— List of tasks —
• a. According to the EOFY preparation text, which liability accounts do businesses in Australia need to reconcile correctly?
• b. Does the EOFY preparation text support each of these statements? Answer yes or no for each, and quote the deciding words.
(i) Reconciliation applies only to bank statements.
(ii) Liabilities should be reconciled well before the 30 June deadline.
(iii) The writer sets aside a couple of days before EOFY to go over bank reconciliation.
• c. Reproduce the part of the EOFY preparation text starting with "Reconciliation is the" and going on through "lot of headaches.".

--- Start Selected excerpt ---

It’s essential to keep your business and personal expenses separate. This isn’t just to make things easier during EOFY, but also to ensure compliance with the Australian Taxation Office (ATO) rules. Having a dedicated business bank account and credit card makes this process much simpler. A few years back, I ran into trouble when I mixed personal and business expenses, which caused confusion when it came time to claim deductions. Lesson learned: keep it separate, and things will be much easier at EOFY.

Reconcile All Accounts

Reconciliation is the backbone of EOFY preparation. By matching your bank statements with your accounting software, you can ensure everything is in order before submitting your financial reports. This also applies to credit card statements, loans, and any other accounts involved in your financial processes.

Bank Reconciliation

Ensure that every transaction listed in your accounting software matches the corresponding entry in your bank statements. This might sound tedious, but it’s the key to ensuring your financial reports are spot on. I always set aside a couple of hours before EOFY to go over this, as it helps me identify any errors early, saving a lot of headaches.

Reconcile Liability Accounts

For businesses in Australia, liability accounts like GST, PAYG withholding, and superannuation payable need to be reconciled correctly. If these accounts are off, it could lead to discrepancies in your BAS (Business Activity Statement) filings or superannuation payments. Reconcile these liabilities well before the 30 June deadline to avoid penalties.

Manage Assets And Inventory

For businesses that deal with physical stock, this phase is crucial. You must ensure that your inventory count is accurate and that your assets are correctly valued and recorded.

--- End Selected excerpt ---
--- Start Data section ---

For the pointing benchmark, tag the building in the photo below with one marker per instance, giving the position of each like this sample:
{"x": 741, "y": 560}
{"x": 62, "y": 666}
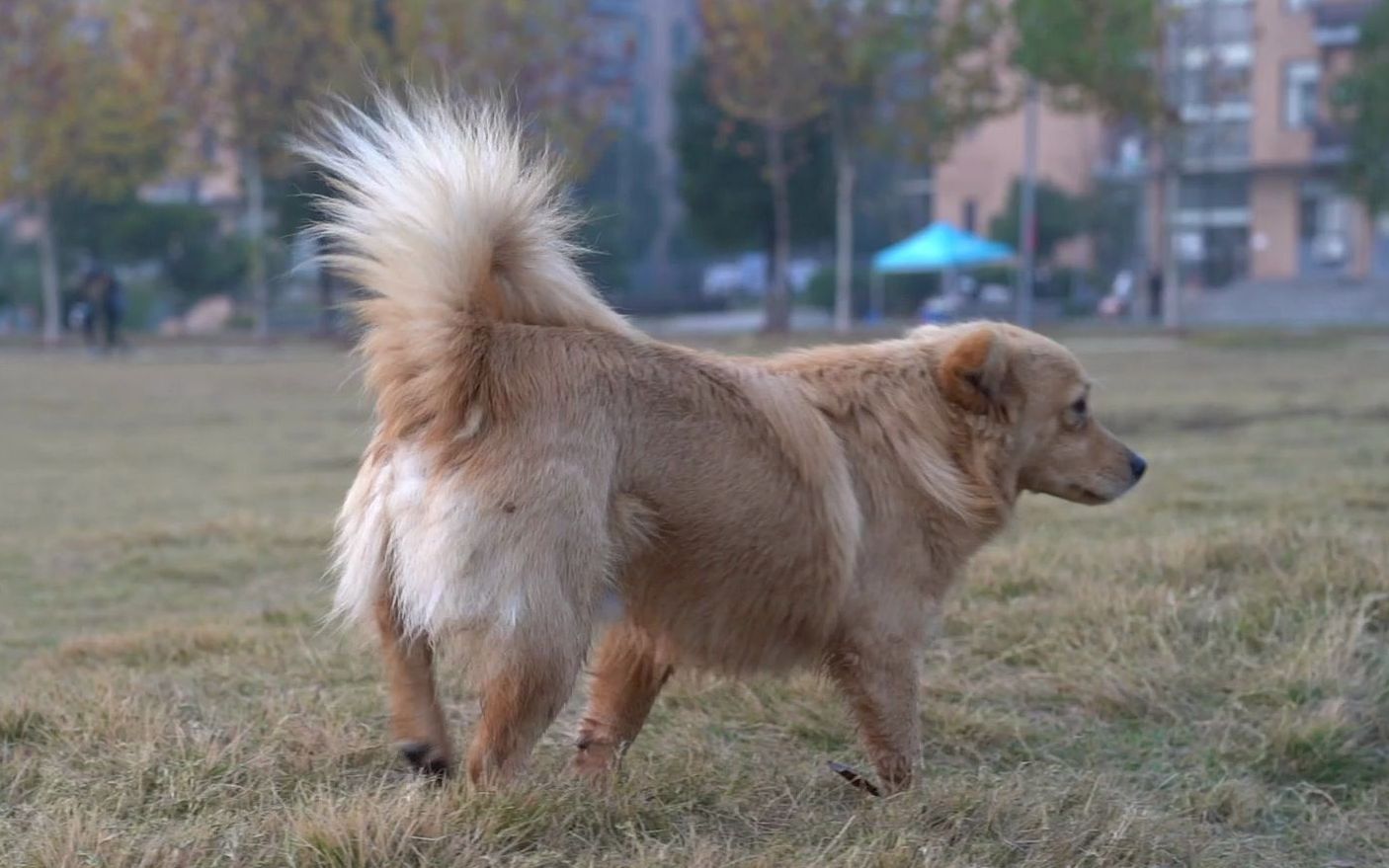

--- End Data section ---

— Answers provided —
• a. GST, PAYG withholding, and superannuation payable.

• b.
(i) No: "This also applies to credit card statements, loans, and any other accounts involved in your financial processes."
(ii) Yes: "Reconcile these liabilities well before the 30 June deadline to avoid penalties."
(iii) No: "I always set aside a couple of hours before EOFY to go over this"

• c.
Reconciliation is the backbone of EOFY preparation. By matching your bank statements with your accounting software, you can ensure everything is in order before submitting your financial reports. This also applies to credit card statements, loans, and any other accounts involved in your financial processes.

Bank Reconciliation

Ensure that every transaction listed in your accounting software matches the corresponding entry in your bank statements. This might sound tedious, but it’s the key to ensuring your financial reports are spot on. I always set aside a couple of hours before EOFY to go over this, as it helps me identify any errors early, saving a lot of headaches.